═════ GIVEN PASSAGE ═════
This project is focused on effectively and robustly exploiting low-quality (LQ) visual data for computer vision tasks. While most current computer vision systems are designed for high-quality visual data, collected from "clear" environments where subjects are well observable without significant attenuation or alteration, a dependable vision system must reckon with the entire spectrum of degradations from unconstrained environments. With various degradations arising from the visual data acquisition and processing pipeline, the ubiquitous LQ visual data can dramatically deteriorate the model performance in practice. The project outcome can broadly benefit a variety of real-world applications, such as video surveillance, autonomous/assisted driving, robotics and medical image analysis, where LQ visual data has constituted major performance and reliability bottlenecks.
═════ LISTED RECORDS ═════
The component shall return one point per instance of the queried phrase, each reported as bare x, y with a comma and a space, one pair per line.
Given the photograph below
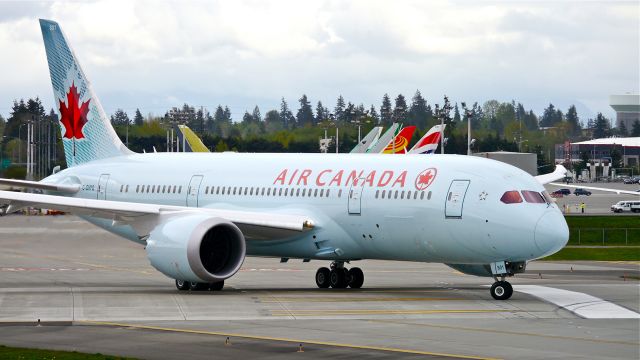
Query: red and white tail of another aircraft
429, 142
400, 142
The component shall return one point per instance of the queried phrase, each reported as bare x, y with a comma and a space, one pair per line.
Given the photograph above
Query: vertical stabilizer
86, 131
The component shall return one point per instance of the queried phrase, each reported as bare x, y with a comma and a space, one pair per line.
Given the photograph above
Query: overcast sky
155, 55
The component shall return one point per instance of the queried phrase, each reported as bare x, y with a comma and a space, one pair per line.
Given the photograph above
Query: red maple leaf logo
73, 115
426, 178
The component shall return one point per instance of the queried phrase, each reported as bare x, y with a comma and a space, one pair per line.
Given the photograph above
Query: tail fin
399, 144
86, 131
429, 142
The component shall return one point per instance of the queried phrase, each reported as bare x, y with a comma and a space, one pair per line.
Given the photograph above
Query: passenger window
511, 197
533, 197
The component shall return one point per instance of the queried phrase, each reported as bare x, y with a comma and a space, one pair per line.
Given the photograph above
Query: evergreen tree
386, 112
602, 127
322, 113
255, 115
400, 109
573, 120
120, 118
635, 130
374, 114
456, 114
550, 117
418, 111
338, 112
285, 114
304, 116
227, 115
138, 119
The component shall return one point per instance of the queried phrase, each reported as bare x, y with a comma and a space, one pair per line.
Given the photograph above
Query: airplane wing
144, 217
559, 173
617, 191
24, 184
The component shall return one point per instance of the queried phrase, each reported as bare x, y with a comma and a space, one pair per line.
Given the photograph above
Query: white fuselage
386, 213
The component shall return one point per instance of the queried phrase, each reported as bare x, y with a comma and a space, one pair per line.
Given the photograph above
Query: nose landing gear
339, 277
501, 290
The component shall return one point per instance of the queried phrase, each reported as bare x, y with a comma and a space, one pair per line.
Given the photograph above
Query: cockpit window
533, 197
511, 197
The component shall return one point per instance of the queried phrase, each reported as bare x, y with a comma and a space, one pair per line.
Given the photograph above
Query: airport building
627, 109
599, 152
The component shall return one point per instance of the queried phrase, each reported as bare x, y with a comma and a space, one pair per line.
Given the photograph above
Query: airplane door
355, 197
455, 198
193, 190
102, 186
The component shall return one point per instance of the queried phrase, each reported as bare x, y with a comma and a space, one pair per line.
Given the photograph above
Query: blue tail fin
86, 131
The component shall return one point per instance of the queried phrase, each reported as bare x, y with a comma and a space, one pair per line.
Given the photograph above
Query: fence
604, 236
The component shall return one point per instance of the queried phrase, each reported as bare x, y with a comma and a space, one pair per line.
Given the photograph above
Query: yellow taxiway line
299, 341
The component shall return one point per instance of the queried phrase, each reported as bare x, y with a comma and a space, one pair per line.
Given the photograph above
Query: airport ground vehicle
579, 191
627, 205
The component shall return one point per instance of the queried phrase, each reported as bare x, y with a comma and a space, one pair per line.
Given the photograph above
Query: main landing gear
339, 277
501, 289
194, 286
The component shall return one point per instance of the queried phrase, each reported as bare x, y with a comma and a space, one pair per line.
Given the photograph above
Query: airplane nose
551, 234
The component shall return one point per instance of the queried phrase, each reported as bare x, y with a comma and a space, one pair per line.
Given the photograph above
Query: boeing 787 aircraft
198, 215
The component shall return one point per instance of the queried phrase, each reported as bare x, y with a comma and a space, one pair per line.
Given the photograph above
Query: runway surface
95, 292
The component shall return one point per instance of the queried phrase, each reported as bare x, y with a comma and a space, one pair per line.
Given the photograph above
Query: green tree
120, 117
138, 119
304, 116
400, 109
386, 112
338, 111
635, 130
285, 114
573, 120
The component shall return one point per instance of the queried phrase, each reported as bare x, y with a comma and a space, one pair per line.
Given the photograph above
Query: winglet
559, 173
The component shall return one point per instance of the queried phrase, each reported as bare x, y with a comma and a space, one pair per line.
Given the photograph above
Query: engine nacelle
196, 248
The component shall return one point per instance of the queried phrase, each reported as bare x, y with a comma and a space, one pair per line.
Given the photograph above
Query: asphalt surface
599, 202
94, 292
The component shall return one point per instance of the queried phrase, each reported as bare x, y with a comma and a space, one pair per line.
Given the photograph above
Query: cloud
149, 54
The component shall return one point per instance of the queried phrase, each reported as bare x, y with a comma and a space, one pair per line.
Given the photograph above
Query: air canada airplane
199, 214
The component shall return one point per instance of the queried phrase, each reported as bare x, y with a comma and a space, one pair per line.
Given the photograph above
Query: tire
193, 286
338, 279
182, 285
501, 290
357, 278
323, 276
216, 286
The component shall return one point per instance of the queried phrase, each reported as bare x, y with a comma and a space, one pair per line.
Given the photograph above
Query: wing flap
129, 212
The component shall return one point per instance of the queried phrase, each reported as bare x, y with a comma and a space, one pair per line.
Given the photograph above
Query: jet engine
196, 248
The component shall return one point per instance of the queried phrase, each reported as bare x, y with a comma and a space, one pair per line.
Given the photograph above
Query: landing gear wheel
338, 279
193, 286
357, 278
323, 276
501, 290
182, 285
216, 286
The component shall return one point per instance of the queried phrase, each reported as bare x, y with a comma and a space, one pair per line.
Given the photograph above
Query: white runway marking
583, 305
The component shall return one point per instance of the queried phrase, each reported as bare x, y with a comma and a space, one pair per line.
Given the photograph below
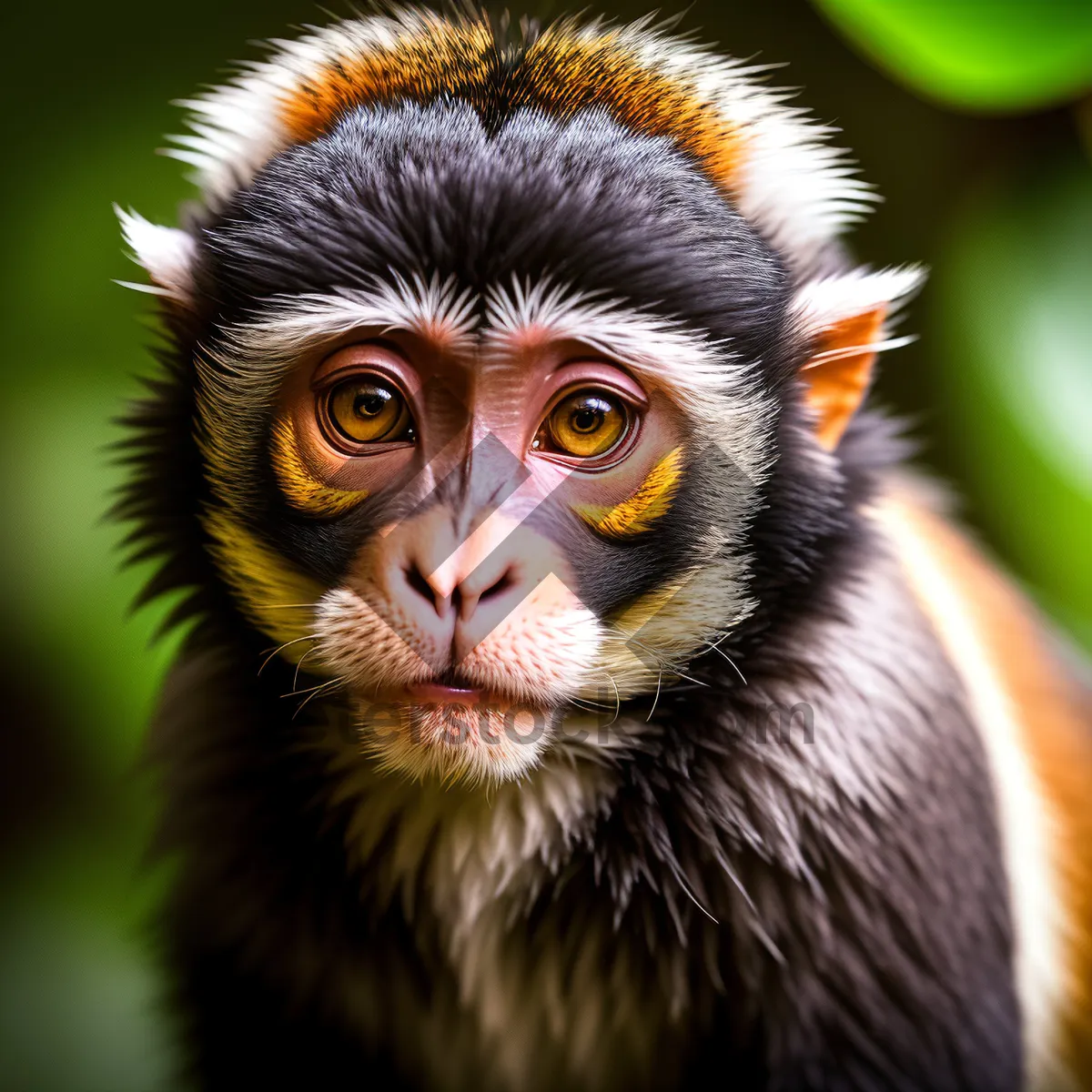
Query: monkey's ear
844, 320
167, 254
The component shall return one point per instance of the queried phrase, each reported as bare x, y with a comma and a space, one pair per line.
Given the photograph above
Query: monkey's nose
462, 589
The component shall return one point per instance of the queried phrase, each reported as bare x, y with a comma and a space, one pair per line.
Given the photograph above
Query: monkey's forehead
753, 147
410, 192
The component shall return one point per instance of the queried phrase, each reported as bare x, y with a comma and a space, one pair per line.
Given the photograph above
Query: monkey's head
511, 375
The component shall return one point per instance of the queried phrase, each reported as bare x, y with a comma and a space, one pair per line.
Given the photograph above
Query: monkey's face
═════
§ TASKS TO CARRY OUT:
[1] Answer these questions about the passage on low-quality visual data:
(a) What does the abbreviation LQ stand for?
(b) According to the passage, what kind of environments is the visual data collected from when most current computer vision systems are designed?
(c) Which real-world applications does the passage list as ones that could benefit from the project outcome?
[2] Reproduce word for word the part of the passage on low-quality visual data starting with "This project is" and going on through "and reliability bottlenecks.".

§ ANSWERS BY ITEM:
[1]
(a) Low-quality.
(b) "Clear" environments, where subjects are well observable without significant attenuation or alteration.
(c) Video surveillance, autonomous/assisted driving, robotics and medical image analysis.

[2]
This project is focused on effectively and robustly exploiting low-quality (LQ) visual data for computer vision tasks. While most current computer vision systems are designed for high-quality visual data, collected from "clear" environments where subjects are well observable without significant attenuation or alteration, a dependable vision system must reckon with the entire spectrum of degradations from unconstrained environments. With various degradations arising from the visual data acquisition and processing pipeline, the ubiquitous LQ visual data can dramatically deteriorate the model performance in practice. The project outcome can broadly benefit a variety of real-world applications, such as video surveillance, autonomous/assisted driving, robotics and medical image analysis, where LQ visual data has constituted major performance and reliability bottlenecks.